(Provided data begins)
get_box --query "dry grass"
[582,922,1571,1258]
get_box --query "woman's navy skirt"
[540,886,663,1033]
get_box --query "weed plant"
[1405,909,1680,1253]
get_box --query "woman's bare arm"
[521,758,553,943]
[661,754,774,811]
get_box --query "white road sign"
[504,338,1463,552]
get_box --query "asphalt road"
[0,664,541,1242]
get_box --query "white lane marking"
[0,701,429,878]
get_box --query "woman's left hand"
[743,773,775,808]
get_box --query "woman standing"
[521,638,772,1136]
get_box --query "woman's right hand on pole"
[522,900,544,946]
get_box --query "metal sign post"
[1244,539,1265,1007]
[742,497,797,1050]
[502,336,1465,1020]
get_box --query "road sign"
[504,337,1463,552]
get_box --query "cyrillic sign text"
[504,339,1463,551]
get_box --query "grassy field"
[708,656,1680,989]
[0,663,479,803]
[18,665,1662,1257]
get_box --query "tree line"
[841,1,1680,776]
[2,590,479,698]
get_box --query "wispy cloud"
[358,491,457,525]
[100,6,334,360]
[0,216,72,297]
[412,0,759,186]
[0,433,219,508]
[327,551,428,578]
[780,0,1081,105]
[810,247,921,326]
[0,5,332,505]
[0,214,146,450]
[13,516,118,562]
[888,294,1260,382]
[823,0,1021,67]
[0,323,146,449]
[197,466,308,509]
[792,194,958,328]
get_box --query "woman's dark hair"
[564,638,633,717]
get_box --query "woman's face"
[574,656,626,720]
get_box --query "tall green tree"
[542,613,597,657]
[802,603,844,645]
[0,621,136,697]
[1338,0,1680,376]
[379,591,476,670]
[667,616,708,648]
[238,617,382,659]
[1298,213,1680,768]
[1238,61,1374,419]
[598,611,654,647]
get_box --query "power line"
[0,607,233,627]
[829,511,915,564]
(Provided data ends)
What is needed here is an exact reproduction of all the entries.

get_box --query "dry grass"
[582,922,1571,1258]
get_box --query "woman's navy skirt"
[540,886,663,1033]
get_box --query "weed plant"
[1405,909,1680,1253]
get_box --query "woman's bare arm"
[521,758,553,943]
[661,754,774,811]
get_box --query "white road sign"
[504,338,1463,552]
get_box --query "asphalt road"
[0,664,541,1242]
get_box --query "white lane marking"
[0,701,429,878]
get_box --query "woman's left hand"
[743,773,775,808]
get_box --query "woman standing"
[521,638,772,1136]
get_box --query "woman's right hand on pole"
[522,900,544,946]
get_box --query "metal sign post"
[1244,539,1265,1007]
[742,497,797,1050]
[502,336,1465,1020]
get_box --query "road sign"
[504,337,1463,552]
get_box --query "cyrillic sign text"
[504,339,1463,551]
get_box --query "grassy field"
[708,656,1680,989]
[0,663,479,803]
[18,665,1662,1257]
get_box --query "tree line"
[841,1,1680,776]
[2,590,479,698]
get_box --query "wispy cloud"
[358,491,457,525]
[100,6,334,360]
[0,216,72,297]
[412,0,759,186]
[0,433,219,508]
[327,551,428,578]
[780,0,1081,105]
[810,247,921,326]
[0,5,332,505]
[0,214,146,450]
[13,516,118,562]
[888,294,1260,382]
[823,0,1021,67]
[0,323,146,449]
[197,466,308,509]
[792,194,958,328]
get_box --query "woman's dark hair"
[564,638,633,717]
get_box --query "woman's face"
[574,656,626,720]
get_box --query "tall green tree"
[542,613,597,657]
[802,603,844,645]
[0,621,136,697]
[1338,0,1680,376]
[379,591,476,670]
[667,616,708,648]
[238,617,382,659]
[1298,213,1680,768]
[1238,61,1374,419]
[598,611,654,647]
get_box --query "power line"
[0,607,233,627]
[829,511,915,564]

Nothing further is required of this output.